Policing

Decarcerate Now rallies for the release of incarcerated persons during Covid outbreak

“Take control over your guards! Tell them to do their job! Roll the tape so you can see with your own eyes that your employees are refusing to follow the state’s new COVID-19 protocols, and RIDOC’s own policies. Our loved ones’ lives matter. They’re trying to protect themselves because you have failed to do so.”

Rhode Island News: Decarcerate Now rallies for the release of incarcerated persons during Covid outbreak

February 1, 2021, 11:23 am

By Decarcerate NOW Coalition

Rhode Islanders concerned for the wellbeing of those incarcerated in the state’s carceral facilities circled the premises of the Adult Correctional Institutions (ACI) in a car rally on Sunday. Drivers taped posters to their windows in protest of the Rhode Island Department of Corrections’ (RIDOC) mishandling of the COVID-19 pandemic within the ACI. Honking and waving at incarcerated people in the facilities, they stopped outside Maximum facility to deliver demands and chant. Formerly incarcerated people with loved ones inside spoke on the neglect of the incarcerated population during the pandemic.

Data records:
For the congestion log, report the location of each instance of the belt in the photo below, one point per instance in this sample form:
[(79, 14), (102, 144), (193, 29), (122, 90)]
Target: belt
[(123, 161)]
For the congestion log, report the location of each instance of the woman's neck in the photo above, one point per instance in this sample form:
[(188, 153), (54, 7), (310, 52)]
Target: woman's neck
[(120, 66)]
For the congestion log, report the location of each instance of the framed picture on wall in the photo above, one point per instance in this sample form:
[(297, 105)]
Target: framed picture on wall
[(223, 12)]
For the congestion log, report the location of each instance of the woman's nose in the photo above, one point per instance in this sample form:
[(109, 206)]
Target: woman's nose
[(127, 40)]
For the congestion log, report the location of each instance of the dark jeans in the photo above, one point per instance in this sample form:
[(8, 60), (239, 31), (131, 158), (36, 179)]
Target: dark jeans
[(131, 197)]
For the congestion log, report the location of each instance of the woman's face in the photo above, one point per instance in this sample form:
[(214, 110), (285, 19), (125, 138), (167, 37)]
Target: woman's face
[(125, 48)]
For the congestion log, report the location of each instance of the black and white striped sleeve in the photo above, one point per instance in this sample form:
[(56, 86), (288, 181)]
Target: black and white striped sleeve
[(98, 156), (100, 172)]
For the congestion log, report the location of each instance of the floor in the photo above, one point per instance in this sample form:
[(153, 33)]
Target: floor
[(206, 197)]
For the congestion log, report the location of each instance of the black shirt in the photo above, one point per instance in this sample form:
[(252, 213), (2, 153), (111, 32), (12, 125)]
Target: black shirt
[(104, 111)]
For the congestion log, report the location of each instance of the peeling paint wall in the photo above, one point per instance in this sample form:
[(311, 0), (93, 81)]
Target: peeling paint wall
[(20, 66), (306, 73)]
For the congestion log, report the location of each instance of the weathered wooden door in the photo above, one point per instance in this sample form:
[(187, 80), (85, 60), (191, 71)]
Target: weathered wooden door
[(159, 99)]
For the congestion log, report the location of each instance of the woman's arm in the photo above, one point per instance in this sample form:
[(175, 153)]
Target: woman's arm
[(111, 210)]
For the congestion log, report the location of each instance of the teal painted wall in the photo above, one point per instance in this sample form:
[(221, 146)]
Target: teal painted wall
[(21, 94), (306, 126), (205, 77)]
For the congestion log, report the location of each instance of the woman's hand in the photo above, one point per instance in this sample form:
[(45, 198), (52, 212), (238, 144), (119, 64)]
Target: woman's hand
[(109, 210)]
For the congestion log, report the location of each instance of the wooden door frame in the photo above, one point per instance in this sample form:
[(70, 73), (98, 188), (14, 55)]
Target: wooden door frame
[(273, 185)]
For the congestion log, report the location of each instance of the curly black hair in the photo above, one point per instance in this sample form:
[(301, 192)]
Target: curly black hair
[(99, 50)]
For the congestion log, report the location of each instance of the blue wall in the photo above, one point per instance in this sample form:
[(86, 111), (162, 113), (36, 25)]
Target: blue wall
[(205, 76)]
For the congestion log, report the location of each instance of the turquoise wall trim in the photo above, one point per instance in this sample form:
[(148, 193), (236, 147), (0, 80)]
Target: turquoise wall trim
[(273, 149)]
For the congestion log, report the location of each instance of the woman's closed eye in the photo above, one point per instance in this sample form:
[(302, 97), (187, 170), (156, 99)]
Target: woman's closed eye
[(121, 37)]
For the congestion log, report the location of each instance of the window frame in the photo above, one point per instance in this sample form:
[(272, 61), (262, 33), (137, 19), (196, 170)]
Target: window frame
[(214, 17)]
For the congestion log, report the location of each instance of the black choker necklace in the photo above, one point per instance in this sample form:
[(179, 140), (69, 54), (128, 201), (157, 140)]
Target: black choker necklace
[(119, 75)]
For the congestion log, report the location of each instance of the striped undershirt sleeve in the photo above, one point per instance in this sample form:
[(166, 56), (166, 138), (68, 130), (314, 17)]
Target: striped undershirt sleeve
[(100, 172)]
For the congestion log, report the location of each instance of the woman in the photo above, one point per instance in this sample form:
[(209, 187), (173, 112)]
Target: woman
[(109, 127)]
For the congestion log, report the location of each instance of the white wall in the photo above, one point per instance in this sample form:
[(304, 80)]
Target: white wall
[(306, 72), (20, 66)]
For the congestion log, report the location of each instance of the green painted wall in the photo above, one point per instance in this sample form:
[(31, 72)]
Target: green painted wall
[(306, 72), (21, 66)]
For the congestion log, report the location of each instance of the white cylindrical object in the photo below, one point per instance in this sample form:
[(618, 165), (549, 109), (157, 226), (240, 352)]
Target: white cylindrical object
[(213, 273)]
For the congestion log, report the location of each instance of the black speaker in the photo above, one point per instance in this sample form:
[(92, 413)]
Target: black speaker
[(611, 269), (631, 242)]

INSTRUCTIONS:
1 - Answer these questions using the article on the Decarcerate Now car rally.
(a) On what date was the article posted?
(b) To whom is the article credited?
(c) Outside which facility did the drivers stop to deliver demands and chant?
2 - Resume the article on the Decarcerate Now car rally, picking up after its final sentence.
These records were drawn from a separate source and bear no relation to the text.

TASK RESPONSES:
1 -
(a) February 1, 2021
(b) The Decarcerate NOW Coalition
(c) Maximum facility

2 -
An organizer with an incarcerated loved one called on RIDOC Director Patricia Coyne-Fague to, “Take control over your guards! Tell them to do their job! Roll the tape so you can see with your own eyes that your employees are refusing to follow the state’s new COVID-19 protocols, and RIDOC’s own policies. Our loved ones’ lives matter. They’re trying to protect themselves because you have failed to do so.”

For nearly eleven months, a coalition of formerly incarcerated Rhode Islanders, loved ones of those currently incarcerated, and community allies have been mobilizing to prevent the spread of COVID-19 in the ACI. Those efforts have largely been met with silence and inaction by Governor Gina Raimondo and RIDOC. In early December, RIDOC’s longstanding Medical Director resigned after nearly 450 of approximately 2100 incarcerated Rhode Islanders contracted coronavirus in November alone. Soon after her resignation, two incarcerated people and one correctional officer died from COVID-19. In response, the Decarcerate NOW Coalition held a vigil at Governor Raimondo’s house, where six medical professionals and students were arrested blocking the road in solidarity. This past month, billboards were anonymously erected along Route 95. They each depicted an incarcerated person, with the words, “Gina, You’re Killing Us.”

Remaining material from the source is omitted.